→ **Instructions**:
**a)** In the blog post about everyday honesty, where does the family keep toothbrushes for Levi?
**b)** Carry the blog post about everyday honesty forward from its final sentence.

→ **Excerpted text**:
= = = = = = =

Thursday, July 9, 2015

Everyday Honesty

I hate being wrong.  I really do.  It's one of those things that I've always struggled with.  My first reaction when discovering I'm wrong is to immediately figure out how to turn things around so I'm not really wrong, so much as just not 100% right.  I know, it's one of my shortcomings, and it's something I do try to work on.

That being said, for the past several years, everyone has told us that there would come a day when we would lose our angel of a boy, and instead find a dumb, slow, lazy squatter who eats us out of house and home.  We didn't believe it.  We laughed it off.  Our son was so awesome.  He was brilliant; far too brilliant to fall victim to Teenager-hood.  He was a hard working young man; far too hard working to fall victim to Teen-laziness.  We thought, certainly, that we had the exception to everyone else's rule.

It happened.

It happened this past week.  Like a switch flipped.  Suddenly, Levi was gone, and a male version of Aergia was living in our house.  With the laziness came the dishonesty.  With the dishonesty came the heartbreak, fear and panic.  It was a downward spiral of despair.  I'd like to think that the change happened at Boy Scout camp, and that this was a result of something positive gone horribly wrong, but the reality is, this happening the week after Boy Scout camp was probably sheer coincidence.

Now, this is not to say that we had not been lied to before.  Levi was famous for telling us that he brushed his teeth, only to fail a tooth-check, and then twist it to say, "Well, I didn't brush them very well."  After telling him so many times that not brushing them well was the same thing as not brushing them in the first place, we gave up, and quit asking.  Instead, we'd tell him to brush his teeth, and if he complained that he already had, we'd simply thank him, and ask him to do it again, anyway.  We have toothbrushes at home, his grandmother's, the shop, and Colgate Wisps in every vehicle.  Those teeth WILL be brushed.

No, the occasional untruth would pop up here and there, but this week was different.  This week, he lied and lied and lied and lied.  He lied about filling his rabbit's water bottles, he lied about taking a shower, he lied about feeding his dog, he lied about eating his dinner, he lied about how much he had read, and he lied about telling us that he'd quit lying.  We were reeling.  Our world felt like it was spinning out of control.  There were declarations that we'd not go through what we went through with her; that we refused to live with another one of her.

We ran through the gambit of how our parents addressed the 'change' in us, and I yanked every 'Love and Logic' parenting book I had off the shelves, their spines wrinkled and worn from endless referencing with her,  and read through them in record time.  We had little parenting pow-wow's, discussing in hushed whispers how we were going to react to the latest lie, or not react in some circumstances.  We had a game plan.  And just when we thought it was working, he'd change it up with a swithcheroo that would knock us off our horses.

After a looooong night of chores that took five times longer than they should of, incensing both his father and his grandfather, I finally told my husband, "It's over.  Let's face it.  We have a teenager."  It hurt almost as much to say, I imagine, as if I had told him we needed marriage counseling, or some other similarly life-shaking declaration.  Yes, we have a teenager, again.  After four blissful months, we have another teenager in our home.

= = = = = = =

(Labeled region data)

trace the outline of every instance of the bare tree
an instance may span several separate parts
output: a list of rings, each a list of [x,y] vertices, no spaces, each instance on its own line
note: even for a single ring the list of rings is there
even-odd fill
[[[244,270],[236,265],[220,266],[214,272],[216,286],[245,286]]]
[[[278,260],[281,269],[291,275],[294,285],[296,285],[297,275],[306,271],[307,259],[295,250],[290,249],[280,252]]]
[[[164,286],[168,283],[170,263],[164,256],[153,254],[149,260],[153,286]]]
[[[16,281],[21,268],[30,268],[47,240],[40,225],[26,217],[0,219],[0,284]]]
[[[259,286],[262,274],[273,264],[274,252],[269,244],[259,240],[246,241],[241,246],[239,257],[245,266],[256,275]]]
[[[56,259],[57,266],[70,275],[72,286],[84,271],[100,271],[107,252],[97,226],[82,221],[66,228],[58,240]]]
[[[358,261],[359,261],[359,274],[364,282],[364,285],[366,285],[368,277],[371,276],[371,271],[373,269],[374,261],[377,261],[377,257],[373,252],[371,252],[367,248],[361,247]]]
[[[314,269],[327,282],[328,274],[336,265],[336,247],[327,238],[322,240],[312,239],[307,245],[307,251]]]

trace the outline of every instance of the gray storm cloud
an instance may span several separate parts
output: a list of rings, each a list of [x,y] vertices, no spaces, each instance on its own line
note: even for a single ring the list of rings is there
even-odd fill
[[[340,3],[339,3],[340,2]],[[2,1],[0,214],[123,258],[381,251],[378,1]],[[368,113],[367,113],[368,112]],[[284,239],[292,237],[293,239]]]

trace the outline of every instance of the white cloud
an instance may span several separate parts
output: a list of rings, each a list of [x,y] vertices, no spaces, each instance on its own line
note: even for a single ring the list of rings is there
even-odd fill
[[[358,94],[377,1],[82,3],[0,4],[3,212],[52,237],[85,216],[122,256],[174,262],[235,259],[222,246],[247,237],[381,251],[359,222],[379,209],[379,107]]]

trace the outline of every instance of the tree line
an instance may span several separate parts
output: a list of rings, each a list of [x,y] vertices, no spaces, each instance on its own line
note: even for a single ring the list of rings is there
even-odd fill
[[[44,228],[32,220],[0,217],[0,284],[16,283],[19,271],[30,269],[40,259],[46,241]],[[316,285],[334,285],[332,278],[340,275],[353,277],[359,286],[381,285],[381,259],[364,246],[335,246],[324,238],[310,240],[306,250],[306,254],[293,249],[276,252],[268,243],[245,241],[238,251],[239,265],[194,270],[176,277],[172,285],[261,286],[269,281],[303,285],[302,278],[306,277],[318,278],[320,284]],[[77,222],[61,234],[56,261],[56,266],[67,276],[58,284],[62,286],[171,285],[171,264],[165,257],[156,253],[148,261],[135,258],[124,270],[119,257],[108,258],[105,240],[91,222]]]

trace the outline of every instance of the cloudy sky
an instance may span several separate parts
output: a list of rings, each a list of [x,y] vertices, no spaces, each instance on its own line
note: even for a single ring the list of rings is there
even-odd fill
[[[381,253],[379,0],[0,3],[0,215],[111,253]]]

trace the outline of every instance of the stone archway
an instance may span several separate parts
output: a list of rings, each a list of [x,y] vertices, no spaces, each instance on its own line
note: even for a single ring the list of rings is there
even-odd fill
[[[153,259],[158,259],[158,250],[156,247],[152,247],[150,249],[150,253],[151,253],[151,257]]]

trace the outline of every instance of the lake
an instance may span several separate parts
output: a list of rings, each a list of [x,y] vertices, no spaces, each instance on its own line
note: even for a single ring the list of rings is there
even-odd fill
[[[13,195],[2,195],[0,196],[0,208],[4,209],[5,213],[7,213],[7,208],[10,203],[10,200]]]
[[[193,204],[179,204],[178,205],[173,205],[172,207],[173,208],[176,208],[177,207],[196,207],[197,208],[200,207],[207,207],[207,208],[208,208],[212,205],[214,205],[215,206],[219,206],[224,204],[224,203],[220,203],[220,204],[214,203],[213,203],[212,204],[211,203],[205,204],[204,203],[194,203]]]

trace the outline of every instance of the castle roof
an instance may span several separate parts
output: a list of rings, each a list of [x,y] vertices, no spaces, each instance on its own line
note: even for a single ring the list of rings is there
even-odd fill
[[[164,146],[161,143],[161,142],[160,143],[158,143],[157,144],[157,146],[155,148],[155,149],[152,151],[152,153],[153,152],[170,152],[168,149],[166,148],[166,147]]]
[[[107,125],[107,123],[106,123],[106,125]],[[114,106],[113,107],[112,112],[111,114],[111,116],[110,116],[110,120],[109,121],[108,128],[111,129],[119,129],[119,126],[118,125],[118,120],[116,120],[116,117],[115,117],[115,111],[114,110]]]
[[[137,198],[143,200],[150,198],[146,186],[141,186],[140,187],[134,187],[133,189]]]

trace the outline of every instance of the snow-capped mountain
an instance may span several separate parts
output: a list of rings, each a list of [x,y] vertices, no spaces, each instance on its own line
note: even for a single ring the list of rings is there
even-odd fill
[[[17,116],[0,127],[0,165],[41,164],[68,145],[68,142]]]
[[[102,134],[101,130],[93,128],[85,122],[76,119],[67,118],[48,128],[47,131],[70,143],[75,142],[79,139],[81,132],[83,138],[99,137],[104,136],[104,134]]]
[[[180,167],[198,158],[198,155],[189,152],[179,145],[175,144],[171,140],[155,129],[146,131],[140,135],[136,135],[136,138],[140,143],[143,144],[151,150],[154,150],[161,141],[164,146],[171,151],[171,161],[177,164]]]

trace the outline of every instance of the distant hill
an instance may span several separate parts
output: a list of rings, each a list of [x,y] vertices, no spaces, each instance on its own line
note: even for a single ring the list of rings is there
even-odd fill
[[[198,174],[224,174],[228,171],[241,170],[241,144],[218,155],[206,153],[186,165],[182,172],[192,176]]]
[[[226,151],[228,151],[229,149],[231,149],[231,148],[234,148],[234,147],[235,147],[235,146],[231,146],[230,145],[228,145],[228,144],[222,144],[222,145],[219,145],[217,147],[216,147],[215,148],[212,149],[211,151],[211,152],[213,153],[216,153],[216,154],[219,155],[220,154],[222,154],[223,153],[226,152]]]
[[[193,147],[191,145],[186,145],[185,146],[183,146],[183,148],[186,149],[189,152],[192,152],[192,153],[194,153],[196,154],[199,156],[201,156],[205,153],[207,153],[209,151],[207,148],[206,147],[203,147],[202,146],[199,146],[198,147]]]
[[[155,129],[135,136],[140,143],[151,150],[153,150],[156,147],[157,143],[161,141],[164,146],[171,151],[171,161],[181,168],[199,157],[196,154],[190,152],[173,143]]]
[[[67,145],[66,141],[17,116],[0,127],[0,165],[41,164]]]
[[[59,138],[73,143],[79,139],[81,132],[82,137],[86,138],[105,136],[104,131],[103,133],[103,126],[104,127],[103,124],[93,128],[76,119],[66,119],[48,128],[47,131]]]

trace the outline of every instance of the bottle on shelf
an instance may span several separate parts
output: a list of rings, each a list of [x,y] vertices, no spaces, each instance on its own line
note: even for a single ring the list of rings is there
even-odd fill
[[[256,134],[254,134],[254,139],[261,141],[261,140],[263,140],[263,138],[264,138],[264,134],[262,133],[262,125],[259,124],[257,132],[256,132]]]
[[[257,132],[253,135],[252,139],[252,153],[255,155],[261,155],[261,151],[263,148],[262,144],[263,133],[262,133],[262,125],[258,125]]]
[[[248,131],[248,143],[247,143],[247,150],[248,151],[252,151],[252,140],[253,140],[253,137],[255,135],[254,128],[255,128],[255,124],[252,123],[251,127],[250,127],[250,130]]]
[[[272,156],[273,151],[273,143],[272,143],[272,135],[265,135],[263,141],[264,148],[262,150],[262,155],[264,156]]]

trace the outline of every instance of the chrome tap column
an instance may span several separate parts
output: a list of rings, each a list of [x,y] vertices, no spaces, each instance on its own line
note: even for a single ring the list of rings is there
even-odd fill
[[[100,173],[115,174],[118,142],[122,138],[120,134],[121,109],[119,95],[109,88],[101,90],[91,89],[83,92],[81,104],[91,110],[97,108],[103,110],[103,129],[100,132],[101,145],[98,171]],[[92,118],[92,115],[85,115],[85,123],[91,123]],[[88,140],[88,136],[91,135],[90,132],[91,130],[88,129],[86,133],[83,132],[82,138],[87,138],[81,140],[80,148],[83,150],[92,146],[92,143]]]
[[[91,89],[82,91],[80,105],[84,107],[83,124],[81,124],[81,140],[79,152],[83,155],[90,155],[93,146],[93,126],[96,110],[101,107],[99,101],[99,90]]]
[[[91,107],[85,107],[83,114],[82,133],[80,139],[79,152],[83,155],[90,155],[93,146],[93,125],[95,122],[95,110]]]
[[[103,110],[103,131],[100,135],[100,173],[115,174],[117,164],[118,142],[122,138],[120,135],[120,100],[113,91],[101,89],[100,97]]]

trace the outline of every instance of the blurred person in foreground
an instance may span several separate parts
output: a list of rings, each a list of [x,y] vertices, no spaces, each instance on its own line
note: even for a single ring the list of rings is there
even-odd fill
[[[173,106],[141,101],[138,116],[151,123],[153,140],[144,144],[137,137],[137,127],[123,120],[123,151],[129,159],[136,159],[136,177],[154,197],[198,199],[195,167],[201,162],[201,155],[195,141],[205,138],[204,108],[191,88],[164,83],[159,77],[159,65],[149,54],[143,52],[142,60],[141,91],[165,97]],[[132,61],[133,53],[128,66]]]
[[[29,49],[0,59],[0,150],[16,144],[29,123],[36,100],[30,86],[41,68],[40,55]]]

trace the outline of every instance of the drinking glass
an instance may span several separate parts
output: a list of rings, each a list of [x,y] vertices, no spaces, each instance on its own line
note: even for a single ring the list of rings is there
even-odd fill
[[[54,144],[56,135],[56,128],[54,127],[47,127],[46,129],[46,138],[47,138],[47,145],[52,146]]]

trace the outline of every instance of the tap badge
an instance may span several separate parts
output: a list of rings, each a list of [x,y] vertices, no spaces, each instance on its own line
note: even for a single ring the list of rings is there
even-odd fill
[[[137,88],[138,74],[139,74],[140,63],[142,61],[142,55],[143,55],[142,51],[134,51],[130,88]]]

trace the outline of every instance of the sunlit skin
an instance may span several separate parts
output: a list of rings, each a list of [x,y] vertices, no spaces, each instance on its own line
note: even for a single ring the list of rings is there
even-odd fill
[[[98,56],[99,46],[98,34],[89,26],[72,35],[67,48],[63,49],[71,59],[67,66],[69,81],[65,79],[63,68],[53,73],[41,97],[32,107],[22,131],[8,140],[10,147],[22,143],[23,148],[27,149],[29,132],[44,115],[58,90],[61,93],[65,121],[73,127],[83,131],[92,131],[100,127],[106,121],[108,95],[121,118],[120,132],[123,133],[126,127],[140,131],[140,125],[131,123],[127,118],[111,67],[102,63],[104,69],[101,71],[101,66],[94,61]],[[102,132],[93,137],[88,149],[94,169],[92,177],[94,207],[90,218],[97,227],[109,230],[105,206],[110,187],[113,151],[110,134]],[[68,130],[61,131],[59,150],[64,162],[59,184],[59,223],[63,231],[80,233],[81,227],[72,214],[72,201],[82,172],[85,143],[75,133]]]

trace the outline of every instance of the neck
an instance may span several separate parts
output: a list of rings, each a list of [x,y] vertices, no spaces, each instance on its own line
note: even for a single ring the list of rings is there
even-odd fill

= = = = = = =

→ **Answers provided**:
**a)** At home, at his grandmother's, at the shop, and as Colgate Wisps in every vehicle.

**b)**
The thing is, every child is different.  He wasn't lying maliciously, like her.  He wasn't making up a story about someone to hurt them, or lying for the sheer fun of it to see how much smarter he was than we were, or how convincing he could be.  He was lying, because he enjoyed being lazy.  He is at a point in his life when he truly can be entertained just by his thoughts, stare off into space, and let hours slip by without realizing the day had come and gone.  These were not creative lies that he was telling.  These were not lies that he had stewed on, and crafted, and spun into fantastic yarns that he was eager to have the opportunity to test the moment we gave it to him.  No, these were simple lies.

This morning, as he got dressed to go hang out with more teenagers to work on a Boy Scout Eagle Project, I didn't know what to say to him.  We were so depressed over the idea that we had lost him.  You can only spout Thou Shalt Not Lie, and Honor Thy Mother and Father so many times before it begins to fall on deaf ears.  The fact is, when it comes to teenagers, God has often lost them too.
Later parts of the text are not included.